Referring expression data
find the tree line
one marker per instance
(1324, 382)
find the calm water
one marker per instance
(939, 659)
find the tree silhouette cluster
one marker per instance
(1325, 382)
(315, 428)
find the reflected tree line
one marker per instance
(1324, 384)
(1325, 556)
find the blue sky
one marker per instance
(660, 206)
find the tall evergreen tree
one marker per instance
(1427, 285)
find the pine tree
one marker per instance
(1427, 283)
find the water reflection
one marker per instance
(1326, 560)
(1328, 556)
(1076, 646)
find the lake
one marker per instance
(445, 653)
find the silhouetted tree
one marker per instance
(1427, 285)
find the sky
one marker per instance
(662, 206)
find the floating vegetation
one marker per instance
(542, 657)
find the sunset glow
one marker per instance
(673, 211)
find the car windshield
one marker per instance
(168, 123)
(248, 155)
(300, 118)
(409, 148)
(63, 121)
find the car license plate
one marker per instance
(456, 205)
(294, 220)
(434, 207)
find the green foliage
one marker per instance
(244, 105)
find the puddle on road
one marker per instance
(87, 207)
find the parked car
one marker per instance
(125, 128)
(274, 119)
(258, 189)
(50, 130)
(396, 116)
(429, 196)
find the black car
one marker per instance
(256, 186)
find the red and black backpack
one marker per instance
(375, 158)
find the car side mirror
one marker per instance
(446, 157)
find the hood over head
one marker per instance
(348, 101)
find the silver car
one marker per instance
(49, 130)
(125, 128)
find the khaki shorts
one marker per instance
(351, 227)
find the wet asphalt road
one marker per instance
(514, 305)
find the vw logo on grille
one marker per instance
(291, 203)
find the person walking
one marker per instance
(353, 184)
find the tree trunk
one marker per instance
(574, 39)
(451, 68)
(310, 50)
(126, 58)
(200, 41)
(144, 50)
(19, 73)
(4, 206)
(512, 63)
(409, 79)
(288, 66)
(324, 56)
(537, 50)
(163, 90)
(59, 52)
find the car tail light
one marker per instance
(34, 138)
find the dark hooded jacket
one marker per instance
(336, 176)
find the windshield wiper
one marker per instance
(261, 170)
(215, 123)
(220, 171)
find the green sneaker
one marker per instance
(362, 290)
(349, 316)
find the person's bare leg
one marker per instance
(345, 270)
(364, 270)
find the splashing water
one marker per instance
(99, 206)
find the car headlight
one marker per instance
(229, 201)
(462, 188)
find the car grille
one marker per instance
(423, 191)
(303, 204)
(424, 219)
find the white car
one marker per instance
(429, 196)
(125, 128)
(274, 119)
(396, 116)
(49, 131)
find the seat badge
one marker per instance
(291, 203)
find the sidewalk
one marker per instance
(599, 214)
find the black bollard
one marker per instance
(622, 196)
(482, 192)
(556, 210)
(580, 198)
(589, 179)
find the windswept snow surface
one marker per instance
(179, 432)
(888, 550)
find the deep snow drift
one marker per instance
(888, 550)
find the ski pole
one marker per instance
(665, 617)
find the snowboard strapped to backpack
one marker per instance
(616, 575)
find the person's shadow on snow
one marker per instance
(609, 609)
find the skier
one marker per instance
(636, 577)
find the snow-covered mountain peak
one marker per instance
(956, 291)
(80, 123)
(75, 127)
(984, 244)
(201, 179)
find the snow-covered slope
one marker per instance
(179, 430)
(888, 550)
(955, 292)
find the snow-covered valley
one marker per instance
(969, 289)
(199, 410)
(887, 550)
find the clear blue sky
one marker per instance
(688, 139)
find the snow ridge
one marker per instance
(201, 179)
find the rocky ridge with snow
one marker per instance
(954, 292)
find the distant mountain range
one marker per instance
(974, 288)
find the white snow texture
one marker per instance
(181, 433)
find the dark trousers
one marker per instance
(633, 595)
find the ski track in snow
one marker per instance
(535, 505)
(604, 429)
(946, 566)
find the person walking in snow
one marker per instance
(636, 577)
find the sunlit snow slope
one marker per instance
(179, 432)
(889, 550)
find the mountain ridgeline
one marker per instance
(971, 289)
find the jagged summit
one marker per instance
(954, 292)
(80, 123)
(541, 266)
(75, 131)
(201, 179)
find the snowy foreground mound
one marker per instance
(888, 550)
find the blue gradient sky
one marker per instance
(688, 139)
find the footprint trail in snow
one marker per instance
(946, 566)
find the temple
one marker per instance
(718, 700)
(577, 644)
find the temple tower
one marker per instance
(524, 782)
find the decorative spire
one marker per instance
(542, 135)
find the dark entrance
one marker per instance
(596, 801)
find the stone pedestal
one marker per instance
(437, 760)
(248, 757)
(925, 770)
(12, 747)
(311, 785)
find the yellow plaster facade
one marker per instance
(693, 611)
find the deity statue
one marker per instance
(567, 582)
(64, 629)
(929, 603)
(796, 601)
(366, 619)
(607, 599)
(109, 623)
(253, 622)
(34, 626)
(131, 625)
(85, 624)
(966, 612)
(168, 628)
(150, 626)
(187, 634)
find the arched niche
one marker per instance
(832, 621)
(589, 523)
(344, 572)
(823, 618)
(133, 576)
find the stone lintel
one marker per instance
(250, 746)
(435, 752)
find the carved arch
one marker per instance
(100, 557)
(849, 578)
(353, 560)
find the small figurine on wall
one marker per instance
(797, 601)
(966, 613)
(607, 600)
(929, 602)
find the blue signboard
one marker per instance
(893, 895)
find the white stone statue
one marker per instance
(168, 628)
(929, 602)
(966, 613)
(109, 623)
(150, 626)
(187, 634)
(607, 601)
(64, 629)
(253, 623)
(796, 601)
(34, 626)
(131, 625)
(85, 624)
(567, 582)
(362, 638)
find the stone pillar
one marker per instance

WORK REQUEST - The data above must be reproduced in full, exactly as given.

ANSWER SPACE -
find the tree line
one marker per instance
(1324, 382)
find the calm water
one marker per instance
(939, 659)
find the tree silhouette cluster
one marker per instance
(1325, 382)
(315, 428)
find the reflected tree line
one marker per instance
(1324, 384)
(1325, 556)
find the blue sky
one marker per instance
(660, 206)
find the tall evergreen tree
one marker per instance
(1427, 285)
find the pine tree
one marker per instance
(1427, 283)
find the water reflection
one marker per instance
(1326, 560)
(1328, 556)
(1076, 646)
find the lake
one marker per instance
(445, 653)
find the silhouetted tree
one marker per instance
(1427, 285)
find the sky
one marker per instance
(662, 206)
find the floating vegetation
one marker per instance
(542, 657)
find the sunset glow
one marker per instance
(673, 211)
find the car windshield
one marker per instance
(168, 123)
(248, 155)
(300, 118)
(409, 148)
(63, 121)
find the car license plate
one marker per instance
(456, 205)
(294, 220)
(434, 207)
find the green foliage
one marker per instance
(244, 105)
find the puddle on road
one marker per instance
(87, 207)
find the parked car
one marker per instance
(125, 128)
(274, 119)
(258, 189)
(50, 130)
(396, 116)
(429, 196)
find the black car
one marker per instance
(256, 186)
find the red and black backpack
one marker per instance
(375, 158)
find the car side mirror
one marker per instance
(446, 157)
find the hood over head
one marker per instance
(348, 101)
find the silver car
one marker per instance
(49, 130)
(125, 128)
find the khaki shorts
one marker per instance
(351, 227)
find the wet asphalt road
one marker per instance
(514, 305)
find the vw logo on grille
one marker per instance
(291, 203)
find the person walking
one marker per instance
(353, 184)
find the tree trunk
one marker per instance
(574, 39)
(451, 68)
(310, 50)
(126, 58)
(200, 41)
(144, 50)
(19, 73)
(4, 206)
(512, 63)
(409, 79)
(288, 66)
(324, 56)
(537, 50)
(163, 90)
(59, 52)
find the car tail light
one marker per instance
(34, 138)
find the dark hooded jacket
one marker per instance
(336, 176)
find the windshield wiper
one marker per instance
(261, 170)
(215, 123)
(220, 171)
find the green sneaker
one marker per instance
(362, 290)
(349, 316)
find the person's bare leg
one marker per instance
(345, 270)
(364, 270)
find the splashing water
one marker per instance
(99, 206)
find the car headlight
one marker per instance
(229, 201)
(462, 188)
find the car grille
one marker per instance
(423, 191)
(303, 204)
(424, 219)
find the white car
one marker per instance
(429, 196)
(125, 128)
(274, 119)
(396, 116)
(49, 131)
find the seat badge
one marker per instance
(291, 203)
find the sidewalk
one marker per instance
(599, 214)
find the black bollard
one marker per instance
(622, 196)
(482, 192)
(556, 210)
(580, 198)
(589, 179)
find the windswept snow surface
one marker per instance
(179, 432)
(888, 550)
find the deep snow drift
one marker per instance
(888, 550)
find the ski pole
one marker per instance
(665, 617)
find the snowboard strapped to backpack
one marker per instance
(616, 575)
find the person's shadow on snow
one marker per instance
(609, 609)
find the skier
one marker per instance
(636, 577)
find the snow-covered mountain peak
one marker per instance
(956, 291)
(80, 123)
(75, 127)
(984, 244)
(201, 179)
find the snow-covered slope
one marker per instance
(179, 430)
(888, 550)
(955, 292)
find the snow-covered valley
one marker per instance
(969, 289)
(199, 410)
(887, 550)
find the clear blue sky
one marker per instance
(688, 139)
find the snow ridge
one marker per instance
(201, 179)
find the rocky ridge with snow
one marker per instance
(954, 292)
find the distant mountain range
one marker per instance
(974, 288)
find the white snow texture
one marker per instance
(181, 433)
find the dark trousers
one marker per instance
(633, 595)
find the ski track in snow
one marker per instance
(535, 505)
(604, 429)
(946, 566)
find the person walking in snow
one marker per instance
(636, 577)
find the sunlit snow slope
one marker per instance
(179, 432)
(889, 550)
find the mountain ridgeline
one marker per instance
(971, 289)
find the jagged summit
one marker per instance
(954, 292)
(80, 123)
(541, 266)
(75, 131)
(201, 179)
find the snowy foreground mound
one marker per instance
(888, 550)
find the blue gradient sky
one marker per instance
(688, 139)
find the footprint trail in snow
one marker per instance
(946, 566)
find the temple
one marker per instance
(718, 700)
(577, 644)
find the temple tower
one marker per instance
(524, 782)
find the decorative spire
one marker per instance
(542, 135)
find the dark entrance
one marker per instance
(596, 801)
find the stone pedestal
one marker per instance
(437, 760)
(248, 757)
(925, 770)
(12, 747)
(311, 785)
find the yellow plaster facade
one marker per instance
(693, 611)
find the deity statue
one marker per instance
(567, 582)
(64, 629)
(929, 603)
(796, 601)
(366, 619)
(607, 599)
(109, 623)
(253, 622)
(34, 626)
(131, 625)
(85, 624)
(966, 612)
(168, 628)
(150, 626)
(187, 634)
find the arched niche
one marker per instance
(832, 621)
(589, 523)
(344, 572)
(823, 618)
(133, 576)
find the stone lintel
one marker per instance
(250, 746)
(435, 752)
find the carved arch
one marker per instance
(100, 557)
(849, 578)
(353, 560)
find the small figurine on wall
one marker per instance
(797, 601)
(966, 613)
(607, 600)
(929, 602)
find the blue signboard
one marker per instance
(893, 895)
find the white stone statue
one marker per instance
(168, 628)
(929, 602)
(966, 613)
(109, 623)
(150, 626)
(187, 634)
(607, 601)
(64, 629)
(253, 623)
(796, 601)
(34, 626)
(131, 625)
(85, 624)
(567, 582)
(362, 638)
find the stone pillar
one marker per instance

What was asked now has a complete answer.